**Written request:**
Copy out each of the records below word for word, with nothing added or left out.

**Dataset content:**
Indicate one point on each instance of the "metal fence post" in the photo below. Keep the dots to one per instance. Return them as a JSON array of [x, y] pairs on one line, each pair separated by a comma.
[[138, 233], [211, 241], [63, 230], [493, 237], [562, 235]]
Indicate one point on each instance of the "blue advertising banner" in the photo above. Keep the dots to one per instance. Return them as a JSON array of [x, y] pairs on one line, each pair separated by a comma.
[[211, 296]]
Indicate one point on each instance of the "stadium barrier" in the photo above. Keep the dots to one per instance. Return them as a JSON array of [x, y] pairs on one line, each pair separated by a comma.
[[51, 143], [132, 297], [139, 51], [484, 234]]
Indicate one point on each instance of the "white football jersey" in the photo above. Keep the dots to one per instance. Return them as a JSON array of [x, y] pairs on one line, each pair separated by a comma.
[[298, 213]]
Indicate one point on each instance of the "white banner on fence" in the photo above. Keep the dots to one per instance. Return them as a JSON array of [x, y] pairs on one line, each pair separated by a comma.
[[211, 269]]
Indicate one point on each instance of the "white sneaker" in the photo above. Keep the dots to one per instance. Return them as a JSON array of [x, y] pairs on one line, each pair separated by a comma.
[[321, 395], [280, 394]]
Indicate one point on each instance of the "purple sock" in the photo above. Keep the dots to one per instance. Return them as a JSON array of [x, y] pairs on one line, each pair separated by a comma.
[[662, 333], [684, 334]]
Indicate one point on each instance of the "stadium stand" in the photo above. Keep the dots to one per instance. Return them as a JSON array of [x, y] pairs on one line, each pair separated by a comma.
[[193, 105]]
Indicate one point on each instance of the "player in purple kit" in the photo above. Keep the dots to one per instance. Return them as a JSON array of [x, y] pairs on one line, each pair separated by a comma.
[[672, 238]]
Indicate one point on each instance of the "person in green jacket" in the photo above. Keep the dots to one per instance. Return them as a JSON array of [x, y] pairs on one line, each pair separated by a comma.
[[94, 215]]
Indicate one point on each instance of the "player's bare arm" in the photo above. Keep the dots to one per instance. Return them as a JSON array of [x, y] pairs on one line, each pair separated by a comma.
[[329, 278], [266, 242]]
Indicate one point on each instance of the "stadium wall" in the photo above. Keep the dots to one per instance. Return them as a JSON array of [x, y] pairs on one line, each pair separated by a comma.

**Exercise answer:**
Indicate one point on each instance of the "metal fence post" in the photo below. Keep the dots to one per instance. Return them as a JSON array of [x, y] pairs on one line, each pair separated by a comma.
[[138, 233], [211, 241], [63, 230], [493, 237], [562, 235]]
Indicate one point on each instance of the "blue advertising banner" in the photo above. Keep the dots to one per instance. Return them as a JSON array of [x, y] pairs on one line, each pair separated by a comma.
[[211, 296]]
Indicate one point on each instance of the "stadium barrier" in the photo above. Keep the dots to one per instance. Return them as a JSON array of [x, y] pairs on one line, each pair separated by a comma.
[[51, 143], [132, 297], [139, 51], [484, 234]]
Indicate one point on each instance of the "white football jersey" in the photo above. Keep the dots to one per instance. Return them as a JSON array of [x, y] pairs on one line, each pair separated by a comma.
[[298, 213]]
Indicate one point on each instance of the "white banner on fence" in the photo above. Keep the dots to one per instance. Return them as a JSON array of [x, y] pairs on one line, each pair separated by a comma.
[[211, 269]]
Indicate one point on each instance of the "white sneaker" in the photo above. Keep the dots to one per instance. Return them as a JSON array of [x, y] pairs on one line, each pair separated by a comma.
[[321, 395], [280, 394]]
Indicate one point on each instance of the "purple sock" in the photo above. Keep the dots to one per instance. Return them as a JSON array of [x, y] pairs on one line, each pair separated by a comma.
[[662, 333], [684, 334]]
Indicate one point on each instance of the "stadium stand" in the photo above. Keep the dots to one per instance. Return them as a JSON array of [x, y] pairs on one line, each pair separated by a comma.
[[193, 105]]
Indicate one point on each instance of the "player in purple kit" in the photo above. Keep the dots to one per instance. Return them as a JSON array of [x, y] pairs on one line, each pair separated by a comma.
[[672, 238]]
Indicate one point on each instance of the "person in green jacket" in the photo above. Keep the dots to one per instance. Return them as a JSON array of [x, y] pairs on one line, each pair separated by a comma.
[[94, 215]]
Indicate one point on each instance of the "player's bare arm" in the photo above. Keep the dots to one per instance. Return them as a JSON array of [x, y] pairs on one line, each pair separated by a comma.
[[329, 278], [266, 242]]
Indicate one point on each instance of the "stadium wall" in the photo above. Keep the dots to one per instance. Return them as a JSON array of [x, y] pairs on one line, each pair separated by a comma.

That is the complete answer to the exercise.